• **Lesetext**:

++++++++

Überhaupt, das neue Jahr. Ich wehre mich ja seit Jahren dagegen, zum Jahreswechsel Bilanz zu ziehen (und bin doch eigentlich eine unermüdliche Bilanziererin, Listenschreiberin, Datensammlerin), möchte das neue Jahr nicht druckaufbauend als Neustart verstehen. Und kann mich dem Gefühl dennoch nicht entziehen. Ich war allerdings selten so ratlos wie zu diesem Jahreswechsel. Das vergangene Jahr war, das kann man so pauschalisierend wohl sagen, insgesamt kein wirklich gutes. Privat ging es mir gesundheitlich zwar deutlich besser als 2020, aber trotzdem reiht sich eine Baustelle an die andere und ich habe das Gefühl, ich arbeite ständig daran, überhaupt den Status Quo zu halten. Dann das Home Office, die wenigen Sozialkontakte, Anfang des Jahres zog der Lieblingsmensch nach Berlin und fehlt hier sehr, zum Herbst startete der Liebste seine neue Stelle und ist seitdem nur noch wenig daheim – die äußeren Umstände erodieren schleichend, und ich sehe wenig Ansatz zur Verbesserung, ärgere mich dabei über mich selbst.
Beruflich immerhin war das Jahr anstrengend, aber erfolgreich, mit einer Umorientierung im QM-Bereich gibt es ein paar neue Arbeitsperspektiven, und ein verantwortlicher Teilbereich konnte auch (endlich) an die Kollegin übergeben werden. Zum neuen Jahr habe ich meine Stunden ein klein wenig reduziert, mal sehen, wie sich das auswirkt.

++++++++

• **Vorliegendes Material**:
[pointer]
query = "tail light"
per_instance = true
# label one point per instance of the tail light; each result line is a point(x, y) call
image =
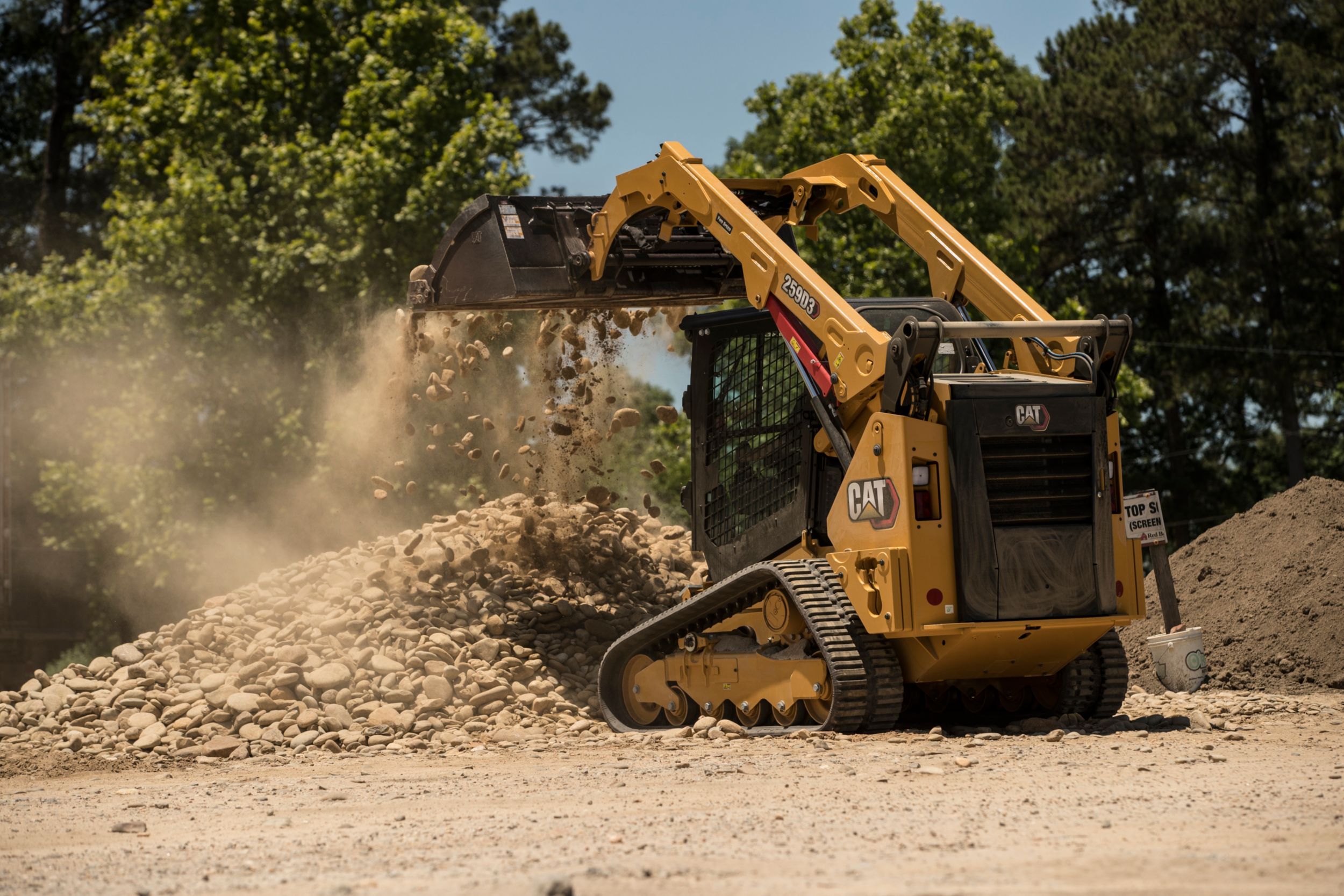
point(924, 478)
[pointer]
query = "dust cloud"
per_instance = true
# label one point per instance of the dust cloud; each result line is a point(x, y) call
point(205, 469)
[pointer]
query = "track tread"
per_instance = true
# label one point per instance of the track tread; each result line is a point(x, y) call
point(1096, 682)
point(866, 687)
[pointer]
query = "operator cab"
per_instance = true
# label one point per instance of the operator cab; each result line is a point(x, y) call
point(756, 480)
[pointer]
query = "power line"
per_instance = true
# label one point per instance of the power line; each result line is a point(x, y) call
point(1254, 350)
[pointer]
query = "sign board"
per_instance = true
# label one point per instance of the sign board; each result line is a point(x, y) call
point(1144, 518)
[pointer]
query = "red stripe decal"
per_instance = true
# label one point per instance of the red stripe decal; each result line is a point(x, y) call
point(799, 345)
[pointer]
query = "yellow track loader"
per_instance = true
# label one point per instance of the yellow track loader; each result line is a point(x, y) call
point(893, 521)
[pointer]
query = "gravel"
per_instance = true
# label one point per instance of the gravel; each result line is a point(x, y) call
point(483, 626)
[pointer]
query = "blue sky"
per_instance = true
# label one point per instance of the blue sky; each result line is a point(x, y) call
point(682, 71)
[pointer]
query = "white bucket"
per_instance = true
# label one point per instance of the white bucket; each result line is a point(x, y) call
point(1179, 658)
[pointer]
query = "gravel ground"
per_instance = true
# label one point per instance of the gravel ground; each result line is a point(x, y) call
point(1250, 806)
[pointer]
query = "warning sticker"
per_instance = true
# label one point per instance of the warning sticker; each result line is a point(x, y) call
point(512, 224)
point(1144, 518)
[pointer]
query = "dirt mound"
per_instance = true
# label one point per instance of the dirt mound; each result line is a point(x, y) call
point(1268, 589)
point(485, 625)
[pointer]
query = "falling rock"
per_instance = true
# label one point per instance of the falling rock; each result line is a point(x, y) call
point(127, 655)
point(485, 649)
point(385, 715)
point(383, 665)
point(141, 720)
point(437, 688)
point(601, 629)
point(151, 736)
point(242, 701)
point(330, 677)
point(221, 746)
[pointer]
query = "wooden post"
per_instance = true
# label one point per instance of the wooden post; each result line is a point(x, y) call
point(1166, 587)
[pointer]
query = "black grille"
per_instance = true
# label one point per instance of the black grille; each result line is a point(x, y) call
point(1038, 478)
point(756, 432)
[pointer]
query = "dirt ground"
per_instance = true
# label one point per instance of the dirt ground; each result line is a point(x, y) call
point(1138, 812)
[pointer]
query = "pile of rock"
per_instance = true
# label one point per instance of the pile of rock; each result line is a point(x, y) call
point(485, 625)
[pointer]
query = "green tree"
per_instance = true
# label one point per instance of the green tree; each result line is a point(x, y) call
point(277, 170)
point(933, 100)
point(1179, 162)
point(52, 192)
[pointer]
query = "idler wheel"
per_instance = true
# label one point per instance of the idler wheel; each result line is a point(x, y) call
point(641, 714)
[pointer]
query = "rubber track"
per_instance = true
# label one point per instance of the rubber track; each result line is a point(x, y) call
point(1095, 684)
point(1114, 675)
point(882, 665)
point(855, 661)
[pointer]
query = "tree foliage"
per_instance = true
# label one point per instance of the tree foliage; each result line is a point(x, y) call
point(1181, 162)
point(933, 100)
point(275, 170)
point(52, 190)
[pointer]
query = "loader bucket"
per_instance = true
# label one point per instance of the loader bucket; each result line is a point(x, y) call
point(531, 252)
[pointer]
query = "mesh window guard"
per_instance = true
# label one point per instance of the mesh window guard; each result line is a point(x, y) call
point(753, 436)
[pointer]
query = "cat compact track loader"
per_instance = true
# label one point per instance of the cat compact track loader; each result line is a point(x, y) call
point(891, 523)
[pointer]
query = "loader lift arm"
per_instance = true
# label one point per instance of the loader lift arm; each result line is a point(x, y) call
point(674, 233)
point(840, 350)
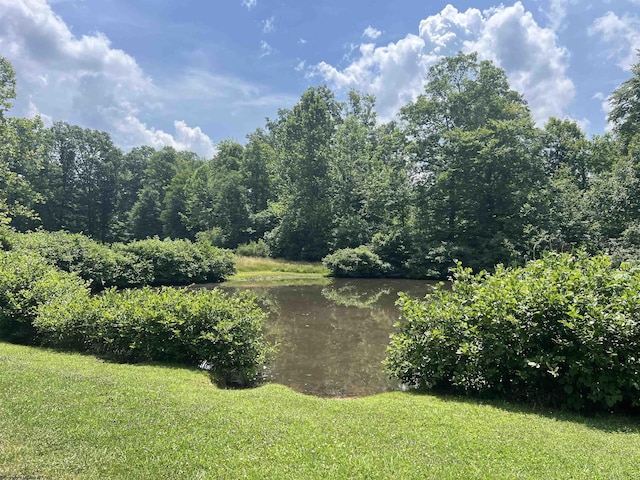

++++++++

• **Übungsaufgaben**:
1. Worauf führt der Lesetext zurück, dass es beruflich ein paar neue Arbeitsperspektiven gibt?
2. Schreiben Sie aus dem Lesetext den Abschnitt ab, der mit „Beruflich immerhin war“ beginnt und bis einschließlich „sich das auswirkt.“ reicht.

• **Lösungen**:
1. Auf eine Umorientierung im QM-Bereich.

2.
Beruflich immerhin war das Jahr anstrengend, aber erfolgreich, mit einer Umorientierung im QM-Bereich gibt es ein paar neue Arbeitsperspektiven, und ein verantwortlicher Teilbereich konnte auch (endlich) an die Kollegin übergeben werden. Zum neuen Jahr habe ich meine Stunden ein klein wenig reduziert, mal sehen, wie sich das auswirkt.